→ Data shown:
◆ ◆ ◆ ◆ ◆
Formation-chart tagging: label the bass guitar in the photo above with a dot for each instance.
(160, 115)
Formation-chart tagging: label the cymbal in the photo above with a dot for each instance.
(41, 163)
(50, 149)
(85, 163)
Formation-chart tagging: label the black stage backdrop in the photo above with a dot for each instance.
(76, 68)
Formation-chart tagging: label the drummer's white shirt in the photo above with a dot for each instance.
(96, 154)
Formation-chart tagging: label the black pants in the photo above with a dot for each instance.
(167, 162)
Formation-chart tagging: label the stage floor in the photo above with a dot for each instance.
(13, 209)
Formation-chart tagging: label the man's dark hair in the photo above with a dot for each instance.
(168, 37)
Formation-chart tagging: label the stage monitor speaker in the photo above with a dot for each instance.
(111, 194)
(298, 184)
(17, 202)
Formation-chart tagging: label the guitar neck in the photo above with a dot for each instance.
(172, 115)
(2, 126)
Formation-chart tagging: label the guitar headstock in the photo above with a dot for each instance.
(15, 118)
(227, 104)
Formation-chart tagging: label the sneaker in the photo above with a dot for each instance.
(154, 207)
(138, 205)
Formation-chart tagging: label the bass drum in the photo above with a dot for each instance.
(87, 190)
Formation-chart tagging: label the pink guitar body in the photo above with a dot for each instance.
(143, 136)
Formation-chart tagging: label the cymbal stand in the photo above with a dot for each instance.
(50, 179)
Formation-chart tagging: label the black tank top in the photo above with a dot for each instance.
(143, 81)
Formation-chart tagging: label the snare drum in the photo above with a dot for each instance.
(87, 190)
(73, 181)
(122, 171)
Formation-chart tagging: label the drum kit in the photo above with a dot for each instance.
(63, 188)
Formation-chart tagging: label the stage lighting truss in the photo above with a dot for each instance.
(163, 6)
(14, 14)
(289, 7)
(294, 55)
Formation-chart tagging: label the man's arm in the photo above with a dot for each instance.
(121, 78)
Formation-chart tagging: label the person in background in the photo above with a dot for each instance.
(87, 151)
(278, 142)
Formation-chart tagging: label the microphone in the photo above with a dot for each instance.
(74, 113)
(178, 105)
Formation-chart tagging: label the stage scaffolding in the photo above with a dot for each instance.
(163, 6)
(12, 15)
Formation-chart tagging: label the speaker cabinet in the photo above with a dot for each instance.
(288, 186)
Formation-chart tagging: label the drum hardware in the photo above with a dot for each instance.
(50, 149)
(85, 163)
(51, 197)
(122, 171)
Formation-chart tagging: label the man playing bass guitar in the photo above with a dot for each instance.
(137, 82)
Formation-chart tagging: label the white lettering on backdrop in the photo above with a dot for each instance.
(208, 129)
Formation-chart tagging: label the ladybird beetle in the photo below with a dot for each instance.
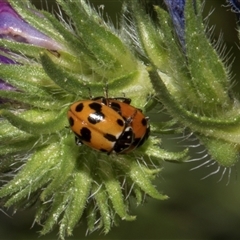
(134, 117)
(100, 127)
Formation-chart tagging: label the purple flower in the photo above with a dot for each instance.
(176, 10)
(13, 27)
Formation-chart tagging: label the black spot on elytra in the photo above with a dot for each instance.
(79, 107)
(96, 106)
(96, 117)
(110, 137)
(85, 134)
(71, 121)
(120, 122)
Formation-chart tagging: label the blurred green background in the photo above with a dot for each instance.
(197, 209)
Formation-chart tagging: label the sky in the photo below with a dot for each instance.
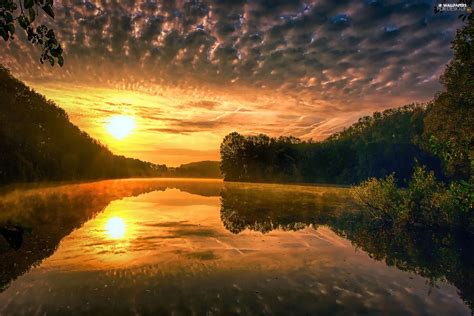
(190, 72)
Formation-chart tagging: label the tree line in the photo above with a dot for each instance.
(375, 146)
(438, 135)
(38, 142)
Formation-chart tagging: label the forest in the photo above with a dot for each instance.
(38, 142)
(437, 135)
(373, 147)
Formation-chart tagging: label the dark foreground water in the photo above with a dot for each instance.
(158, 247)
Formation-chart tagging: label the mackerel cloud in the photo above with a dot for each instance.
(325, 58)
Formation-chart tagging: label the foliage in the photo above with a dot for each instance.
(382, 199)
(366, 149)
(449, 120)
(40, 35)
(424, 203)
(37, 142)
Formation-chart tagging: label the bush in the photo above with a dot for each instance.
(380, 198)
(424, 203)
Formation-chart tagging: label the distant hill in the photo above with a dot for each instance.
(38, 142)
(199, 169)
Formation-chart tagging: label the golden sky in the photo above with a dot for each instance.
(189, 72)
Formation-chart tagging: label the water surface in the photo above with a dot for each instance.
(174, 246)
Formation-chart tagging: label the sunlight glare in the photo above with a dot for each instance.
(120, 126)
(115, 228)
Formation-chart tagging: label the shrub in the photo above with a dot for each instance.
(426, 202)
(380, 198)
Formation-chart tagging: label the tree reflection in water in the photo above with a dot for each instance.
(34, 221)
(436, 255)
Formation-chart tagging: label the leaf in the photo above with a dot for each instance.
(11, 28)
(32, 14)
(50, 34)
(8, 17)
(49, 11)
(28, 4)
(23, 21)
(4, 34)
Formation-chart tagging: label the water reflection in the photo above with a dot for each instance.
(436, 255)
(115, 228)
(150, 245)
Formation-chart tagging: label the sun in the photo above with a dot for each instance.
(120, 126)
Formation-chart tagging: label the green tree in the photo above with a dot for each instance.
(449, 122)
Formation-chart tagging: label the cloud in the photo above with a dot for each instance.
(301, 67)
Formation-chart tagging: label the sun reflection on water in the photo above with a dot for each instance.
(115, 228)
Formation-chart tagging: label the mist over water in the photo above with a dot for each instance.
(188, 246)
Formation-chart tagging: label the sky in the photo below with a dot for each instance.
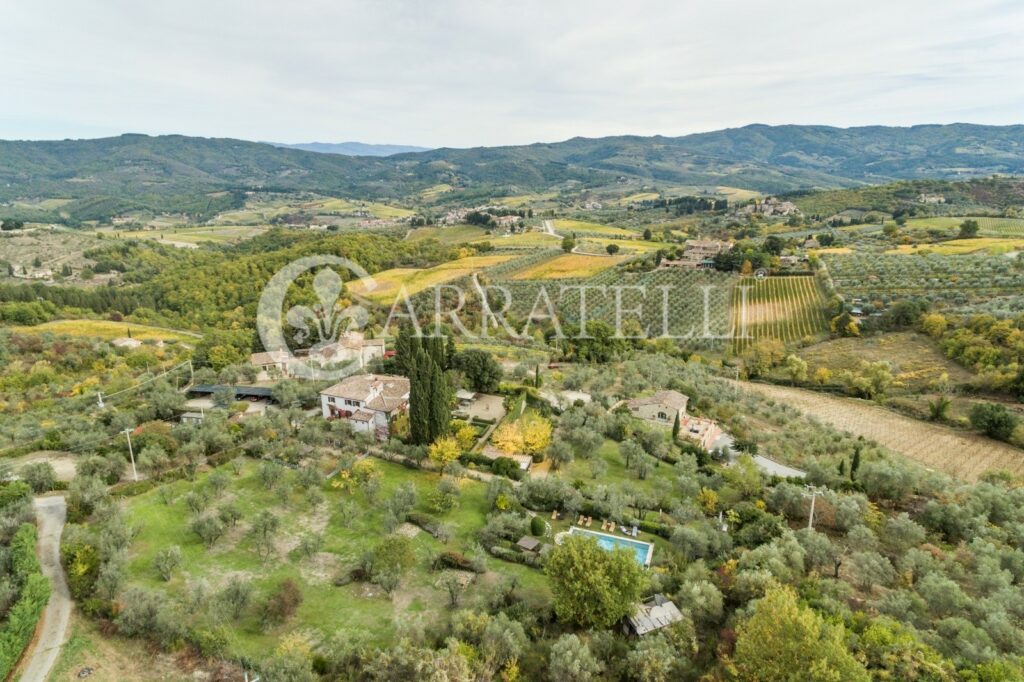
(454, 73)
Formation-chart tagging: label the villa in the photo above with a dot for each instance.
(651, 615)
(368, 401)
(663, 408)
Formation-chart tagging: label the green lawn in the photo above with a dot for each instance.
(326, 608)
(616, 474)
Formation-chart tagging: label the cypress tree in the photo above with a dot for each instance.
(450, 352)
(403, 351)
(419, 397)
(438, 416)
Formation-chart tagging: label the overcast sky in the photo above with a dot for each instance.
(466, 73)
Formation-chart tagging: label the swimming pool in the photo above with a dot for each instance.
(642, 551)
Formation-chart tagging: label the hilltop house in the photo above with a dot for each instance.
(662, 408)
(350, 347)
(271, 363)
(368, 401)
(705, 431)
(699, 254)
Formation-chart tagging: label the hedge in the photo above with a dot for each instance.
(515, 556)
(24, 615)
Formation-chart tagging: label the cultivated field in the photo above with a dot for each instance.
(569, 265)
(189, 236)
(104, 329)
(782, 308)
(990, 245)
(415, 280)
(54, 249)
(966, 456)
(915, 359)
(989, 226)
(453, 235)
(585, 227)
(953, 280)
(522, 241)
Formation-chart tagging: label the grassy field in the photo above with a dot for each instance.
(453, 235)
(616, 473)
(522, 241)
(584, 227)
(569, 265)
(326, 609)
(638, 197)
(782, 308)
(104, 329)
(416, 280)
(963, 455)
(989, 226)
(988, 245)
(113, 658)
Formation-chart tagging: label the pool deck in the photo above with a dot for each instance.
(619, 540)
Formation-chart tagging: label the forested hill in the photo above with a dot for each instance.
(159, 171)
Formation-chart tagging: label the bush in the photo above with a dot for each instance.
(283, 603)
(458, 561)
(24, 615)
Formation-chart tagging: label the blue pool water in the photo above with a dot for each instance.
(640, 550)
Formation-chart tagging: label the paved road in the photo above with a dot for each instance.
(770, 467)
(50, 637)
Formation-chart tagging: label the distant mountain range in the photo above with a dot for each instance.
(199, 175)
(353, 148)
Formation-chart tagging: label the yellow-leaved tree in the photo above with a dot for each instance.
(536, 434)
(508, 437)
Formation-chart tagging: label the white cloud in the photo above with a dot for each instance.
(465, 73)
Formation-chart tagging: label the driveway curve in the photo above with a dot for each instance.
(51, 634)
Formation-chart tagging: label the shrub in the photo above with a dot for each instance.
(283, 603)
(24, 615)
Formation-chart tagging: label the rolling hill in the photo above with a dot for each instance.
(204, 175)
(353, 148)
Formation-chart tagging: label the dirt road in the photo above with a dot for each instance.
(53, 630)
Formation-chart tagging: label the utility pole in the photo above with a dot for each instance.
(131, 454)
(813, 492)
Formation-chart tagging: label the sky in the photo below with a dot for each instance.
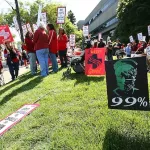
(80, 8)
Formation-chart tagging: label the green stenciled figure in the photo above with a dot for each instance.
(126, 72)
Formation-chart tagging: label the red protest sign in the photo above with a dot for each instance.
(5, 34)
(95, 61)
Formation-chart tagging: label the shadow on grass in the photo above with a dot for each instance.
(115, 141)
(20, 79)
(81, 78)
(30, 85)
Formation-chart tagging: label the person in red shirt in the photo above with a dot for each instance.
(41, 47)
(53, 46)
(62, 47)
(31, 52)
(12, 58)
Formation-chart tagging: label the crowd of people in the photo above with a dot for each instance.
(38, 48)
(45, 44)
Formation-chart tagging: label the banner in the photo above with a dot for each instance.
(61, 13)
(140, 36)
(72, 40)
(85, 31)
(131, 39)
(149, 30)
(144, 38)
(5, 34)
(29, 27)
(43, 18)
(39, 14)
(95, 61)
(99, 36)
(14, 118)
(35, 27)
(24, 28)
(127, 84)
(16, 23)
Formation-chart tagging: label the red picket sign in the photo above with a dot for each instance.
(95, 61)
(5, 34)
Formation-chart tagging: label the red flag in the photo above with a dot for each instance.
(5, 34)
(95, 61)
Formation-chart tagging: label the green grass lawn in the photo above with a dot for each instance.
(74, 116)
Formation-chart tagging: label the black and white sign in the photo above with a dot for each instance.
(61, 13)
(127, 84)
(85, 31)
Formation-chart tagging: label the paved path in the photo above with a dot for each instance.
(7, 76)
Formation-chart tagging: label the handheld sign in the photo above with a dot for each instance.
(72, 40)
(127, 84)
(29, 27)
(5, 34)
(16, 23)
(95, 61)
(99, 36)
(85, 31)
(149, 30)
(43, 17)
(140, 36)
(61, 13)
(131, 38)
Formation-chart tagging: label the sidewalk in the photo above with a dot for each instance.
(7, 76)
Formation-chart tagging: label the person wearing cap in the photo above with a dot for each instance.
(101, 44)
(12, 60)
(41, 47)
(62, 47)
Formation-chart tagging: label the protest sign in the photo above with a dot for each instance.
(131, 39)
(72, 40)
(61, 13)
(29, 27)
(85, 31)
(127, 84)
(16, 23)
(35, 27)
(95, 61)
(99, 36)
(5, 34)
(24, 28)
(14, 118)
(43, 18)
(140, 36)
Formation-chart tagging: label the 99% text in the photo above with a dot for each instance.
(130, 101)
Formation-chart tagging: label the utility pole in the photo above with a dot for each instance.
(19, 20)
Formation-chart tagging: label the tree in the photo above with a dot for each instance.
(51, 11)
(71, 17)
(133, 18)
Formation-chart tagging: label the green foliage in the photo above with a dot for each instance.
(73, 116)
(50, 9)
(71, 17)
(133, 18)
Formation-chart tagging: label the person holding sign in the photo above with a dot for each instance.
(53, 46)
(42, 48)
(62, 47)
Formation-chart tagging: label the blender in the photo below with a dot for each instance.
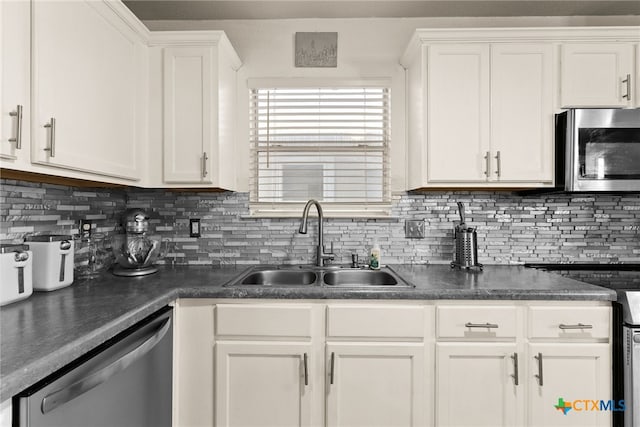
(135, 252)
◆ ◆ ◆ ◆ ◆
→ Exercise details: Reproduce the records word for word, starting at the line that contains "Formation-chart tagging: label the sidewalk" and continuing through the last line of the records. Omit the pictures.

→ Problem solution:
Formation-chart tagging: label the sidewalk in the photo above with a dot for each instance.
(7, 76)
Formation-chart tagging: label the person wearing cap in the photo above with a dot for each instance.
(101, 44)
(12, 60)
(41, 47)
(62, 47)
Formation-chart tagging: label the protest sign in the photo above with a dot for each instance.
(131, 39)
(72, 40)
(61, 13)
(29, 27)
(85, 31)
(127, 84)
(16, 23)
(35, 27)
(95, 61)
(99, 36)
(5, 34)
(24, 28)
(14, 118)
(43, 18)
(140, 36)
Formation-chart tagging: label the 99% text in the photo above with a dot for each instance.
(130, 101)
Formation-chart tagging: label the utility pole in the photo above with a dot for each instance.
(19, 20)
Formation-chart tagging: label the tree in the photo above with a dot for each instance.
(51, 11)
(71, 17)
(133, 18)
Formation-chart tagging: label the green foliage in the photo above with a dot for each instance.
(73, 116)
(50, 9)
(71, 17)
(133, 18)
Formation-chart tagging: label the person holding sign in the photo above with a dot for each instance.
(53, 46)
(42, 48)
(62, 47)
Formation-chart tagging: label the blender in the photo below with a dot for each instance.
(135, 252)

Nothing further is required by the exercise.